▶ **The problem**: Write out, word for word, every line from the one containing "Please spot the spark" through the last line of the records below, both ends included.

------ Excerpted records ------

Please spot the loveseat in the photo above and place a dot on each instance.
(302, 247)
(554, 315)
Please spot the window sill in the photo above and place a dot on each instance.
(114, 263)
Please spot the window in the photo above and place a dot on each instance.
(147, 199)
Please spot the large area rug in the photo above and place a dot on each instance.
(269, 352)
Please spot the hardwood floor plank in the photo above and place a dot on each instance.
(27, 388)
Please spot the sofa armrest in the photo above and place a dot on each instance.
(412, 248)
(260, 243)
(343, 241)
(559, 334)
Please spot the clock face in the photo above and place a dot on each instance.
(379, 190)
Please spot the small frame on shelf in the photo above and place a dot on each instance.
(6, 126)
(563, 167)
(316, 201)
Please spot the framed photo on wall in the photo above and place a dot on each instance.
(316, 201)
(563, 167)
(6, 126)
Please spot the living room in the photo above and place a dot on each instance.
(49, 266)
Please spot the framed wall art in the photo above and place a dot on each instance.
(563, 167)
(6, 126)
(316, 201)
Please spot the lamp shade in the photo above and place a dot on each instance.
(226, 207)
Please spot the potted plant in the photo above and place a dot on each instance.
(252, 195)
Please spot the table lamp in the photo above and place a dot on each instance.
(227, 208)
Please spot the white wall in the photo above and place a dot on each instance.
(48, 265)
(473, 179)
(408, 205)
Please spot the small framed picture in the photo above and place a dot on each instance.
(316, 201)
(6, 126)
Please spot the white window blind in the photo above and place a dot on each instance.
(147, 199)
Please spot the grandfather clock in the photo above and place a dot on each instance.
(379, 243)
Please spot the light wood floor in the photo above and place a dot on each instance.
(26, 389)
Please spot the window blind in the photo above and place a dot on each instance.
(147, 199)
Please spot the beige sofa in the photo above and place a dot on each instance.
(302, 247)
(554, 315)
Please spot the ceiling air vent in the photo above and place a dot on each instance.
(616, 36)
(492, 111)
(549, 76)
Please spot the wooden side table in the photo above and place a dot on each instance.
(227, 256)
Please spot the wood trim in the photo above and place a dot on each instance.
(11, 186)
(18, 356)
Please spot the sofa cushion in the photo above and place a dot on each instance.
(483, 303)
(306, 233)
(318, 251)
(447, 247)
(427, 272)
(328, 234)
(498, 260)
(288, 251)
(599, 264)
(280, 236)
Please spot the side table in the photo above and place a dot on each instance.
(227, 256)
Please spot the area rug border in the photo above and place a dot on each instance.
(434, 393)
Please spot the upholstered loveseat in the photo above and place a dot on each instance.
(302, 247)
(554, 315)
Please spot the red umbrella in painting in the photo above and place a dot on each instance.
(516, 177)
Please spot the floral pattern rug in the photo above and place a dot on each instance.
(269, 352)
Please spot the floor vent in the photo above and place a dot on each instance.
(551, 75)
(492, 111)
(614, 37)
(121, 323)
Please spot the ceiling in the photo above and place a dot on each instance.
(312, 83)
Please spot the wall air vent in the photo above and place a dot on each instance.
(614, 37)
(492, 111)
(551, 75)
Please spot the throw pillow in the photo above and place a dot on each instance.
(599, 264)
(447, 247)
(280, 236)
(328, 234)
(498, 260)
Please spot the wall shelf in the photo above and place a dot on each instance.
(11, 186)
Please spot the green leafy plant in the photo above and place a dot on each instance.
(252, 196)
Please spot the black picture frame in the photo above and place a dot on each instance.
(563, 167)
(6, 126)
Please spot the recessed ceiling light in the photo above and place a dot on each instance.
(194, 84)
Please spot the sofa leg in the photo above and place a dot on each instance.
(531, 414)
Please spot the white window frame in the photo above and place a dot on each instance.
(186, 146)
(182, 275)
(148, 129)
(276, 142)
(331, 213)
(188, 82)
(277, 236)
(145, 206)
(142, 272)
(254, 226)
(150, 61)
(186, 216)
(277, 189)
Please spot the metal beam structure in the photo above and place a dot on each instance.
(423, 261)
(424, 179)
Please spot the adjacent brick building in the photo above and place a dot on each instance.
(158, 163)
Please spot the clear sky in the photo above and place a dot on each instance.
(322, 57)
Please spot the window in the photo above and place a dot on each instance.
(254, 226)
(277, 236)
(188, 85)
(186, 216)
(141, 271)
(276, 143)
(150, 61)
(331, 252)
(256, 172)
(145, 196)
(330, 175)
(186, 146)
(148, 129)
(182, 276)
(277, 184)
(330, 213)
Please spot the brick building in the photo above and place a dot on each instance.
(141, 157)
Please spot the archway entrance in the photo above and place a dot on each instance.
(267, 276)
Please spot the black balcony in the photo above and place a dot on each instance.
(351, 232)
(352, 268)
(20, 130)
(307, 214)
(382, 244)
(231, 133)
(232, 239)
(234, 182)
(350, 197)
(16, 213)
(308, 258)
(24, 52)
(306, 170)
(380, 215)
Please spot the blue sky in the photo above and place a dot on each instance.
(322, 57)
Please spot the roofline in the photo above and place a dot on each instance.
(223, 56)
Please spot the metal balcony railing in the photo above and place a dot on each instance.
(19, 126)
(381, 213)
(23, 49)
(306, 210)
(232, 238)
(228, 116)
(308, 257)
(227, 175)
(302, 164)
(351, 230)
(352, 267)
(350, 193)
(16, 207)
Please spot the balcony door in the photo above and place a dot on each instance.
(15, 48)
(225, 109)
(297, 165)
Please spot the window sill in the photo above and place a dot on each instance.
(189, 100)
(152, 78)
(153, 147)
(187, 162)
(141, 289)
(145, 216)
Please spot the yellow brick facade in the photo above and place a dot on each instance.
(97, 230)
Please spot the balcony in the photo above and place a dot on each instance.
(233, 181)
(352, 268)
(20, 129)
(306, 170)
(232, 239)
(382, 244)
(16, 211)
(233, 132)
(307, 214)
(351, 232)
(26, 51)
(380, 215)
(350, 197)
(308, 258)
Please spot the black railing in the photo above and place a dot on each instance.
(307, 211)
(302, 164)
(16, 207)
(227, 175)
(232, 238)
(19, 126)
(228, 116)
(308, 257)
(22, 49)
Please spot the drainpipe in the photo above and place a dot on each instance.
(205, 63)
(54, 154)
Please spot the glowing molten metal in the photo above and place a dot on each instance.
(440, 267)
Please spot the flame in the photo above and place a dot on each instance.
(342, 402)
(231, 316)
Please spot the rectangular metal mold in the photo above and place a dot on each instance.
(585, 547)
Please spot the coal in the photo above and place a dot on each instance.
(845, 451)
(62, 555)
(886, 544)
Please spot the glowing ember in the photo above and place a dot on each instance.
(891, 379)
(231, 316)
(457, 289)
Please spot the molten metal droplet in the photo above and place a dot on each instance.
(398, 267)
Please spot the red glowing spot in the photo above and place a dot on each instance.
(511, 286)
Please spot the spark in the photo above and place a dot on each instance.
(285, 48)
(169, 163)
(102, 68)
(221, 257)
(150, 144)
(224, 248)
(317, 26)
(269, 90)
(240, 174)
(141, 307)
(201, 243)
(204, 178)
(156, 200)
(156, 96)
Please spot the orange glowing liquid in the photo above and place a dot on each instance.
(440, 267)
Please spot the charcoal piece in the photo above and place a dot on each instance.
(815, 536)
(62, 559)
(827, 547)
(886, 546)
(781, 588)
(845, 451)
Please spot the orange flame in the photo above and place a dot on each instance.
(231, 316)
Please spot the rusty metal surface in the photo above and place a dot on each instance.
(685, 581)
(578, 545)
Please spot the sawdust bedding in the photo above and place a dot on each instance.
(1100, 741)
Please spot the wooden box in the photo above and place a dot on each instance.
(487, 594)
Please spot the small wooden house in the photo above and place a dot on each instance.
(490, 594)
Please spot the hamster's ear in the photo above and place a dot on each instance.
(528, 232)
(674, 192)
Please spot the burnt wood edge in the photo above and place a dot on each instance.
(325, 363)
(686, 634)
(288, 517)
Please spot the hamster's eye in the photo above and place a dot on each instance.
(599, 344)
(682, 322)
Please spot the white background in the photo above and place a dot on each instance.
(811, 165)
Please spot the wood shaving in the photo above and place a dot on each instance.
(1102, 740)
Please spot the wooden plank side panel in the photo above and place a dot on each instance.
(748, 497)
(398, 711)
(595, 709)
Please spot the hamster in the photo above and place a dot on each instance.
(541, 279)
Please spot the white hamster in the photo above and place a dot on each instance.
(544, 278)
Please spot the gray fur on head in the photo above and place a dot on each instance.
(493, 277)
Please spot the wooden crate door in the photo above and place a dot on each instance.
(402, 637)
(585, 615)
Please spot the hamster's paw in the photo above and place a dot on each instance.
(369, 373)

------

▶ **Solution to this exercise**:
Please spot the spark in the photo above and place a dot on each instance.
(285, 48)
(169, 163)
(102, 68)
(221, 257)
(150, 144)
(224, 248)
(317, 26)
(269, 90)
(240, 174)
(141, 307)
(201, 243)
(204, 178)
(156, 200)
(156, 96)
Please spot the orange glowing liquid in the photo above and place a dot on each instance.
(440, 267)
Please spot the charcoal piece in the photo above and place a dot on each instance.
(815, 536)
(62, 559)
(827, 547)
(886, 546)
(781, 588)
(845, 451)
Please spot the orange flame in the photo above and place a dot on each instance.
(231, 316)
Please spot the rusty metal surface in the photo above and place a dot on each instance.
(685, 581)
(578, 545)
Please spot the sawdust bedding in the photo above and place a dot on each instance.
(1100, 741)
Please spot the wooden box in the photo above and place a dot on each instance.
(487, 594)
Please spot the small wooden house in the photo above and place a dot on each instance.
(490, 594)
Please spot the hamster's ear in the photo above and place a dot on each instance.
(528, 232)
(674, 192)
Please spot the burnt wood edge in the photo above and place a dot on each instance.
(325, 363)
(686, 634)
(288, 517)
Please spot the hamster's eye in the photo above and place a dot on each instance.
(599, 344)
(682, 322)
Please spot the white background in the photo above and place a dot on each instance.
(811, 165)
Please spot the wood shaving in the photo above and place a dot on each instance.
(1102, 740)
Please spot the wooden plank side panel in the photo above and place a dot on each instance.
(748, 497)
(398, 711)
(595, 709)
Please spot the hamster in the photo above and place a dot on each instance.
(541, 279)
Please spot the white hamster in the photo above and place a dot on each instance.
(544, 278)
Please spot the gray fur on head in the photo above and place a dot on each instance.
(493, 277)
Please spot the wooden crate door in the photo above and place a dot on each instance.
(402, 637)
(585, 615)
Please spot the hamster's paw in the photo above and place a dot on each instance.
(369, 373)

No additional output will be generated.